____ Page text

Newly-discovered rock salts are rocking classical chemistry

"I think this work is the beginning of a revolution in chemistry," proclaims Artem R. Oganov, a professor of theoretical crystallography from the Department of Geosciences whose experiments with sodium chloride (rock NaCl) could reshape the foundations of classical chemistry.

 

Challenging chemistry conventions

 

Oganov and his team have managed to form new compounds with properties that challenge what conventional rules teach about sodium and chlorine. As the two elements are said to have very different electronegatives, it would only be possible to form an ionic compound from the two with a well-defined composition. As such, they could only exist in a 1:1 relationship as NaCl (commonly known as rock salt), where sodium’s +1 charge plays off against chlorine’s -1 charge.

 

However, according to study lead Weiwei Zhang, the team discovered “crazy compounds that violate textbook rules” in the form of sodium-rich compounds (such as Na3Cl2, Na2Cl, and Na3Cl) and chlorine-rich combinations (such as NaCl3 and NaCl7).

 

“These compounds are thermodynamically stable and, once made, remain indefinitely; nothing will make them fall apart. Classical chemistry forbids their very existence. Classical chemistry also says atoms try to fulfill the octet rule — elements gain or lose electrons to attain an electron configuration of the nearest noble gas, with complete outer electron shells that make them very stable,” said Zhang, a visiting scholar at Stony Brook's Center for Materials by Design.

________

— Challenge —
Rewrite the passage of the rock salt article that begins with the words "Newly-discovered rock salts" and ends after "chlorine’s -1 charge.", changing every "compounds" to "substances".

____ Available data

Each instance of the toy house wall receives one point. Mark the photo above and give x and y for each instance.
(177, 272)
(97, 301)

________

— Worked answer —
Newly-discovered rock salts are rocking classical chemistry

"I think this work is the beginning of a revolution in chemistry," proclaims Artem R. Oganov, a professor of theoretical crystallography from the Department of Geosciences whose experiments with sodium chloride (rock NaCl) could reshape the foundations of classical chemistry.

 

Challenging chemistry conventions

 

Oganov and his team have managed to form new substances with properties that challenge what conventional rules teach about sodium and chlorine. As the two elements are said to have very different electronegatives, it would only be possible to form an ionic compound from the two with a well-defined composition. As such, they could only exist in a 1:1 relationship as NaCl (commonly known as rock salt), where sodium’s +1 charge plays off against chlorine’s -1 charge.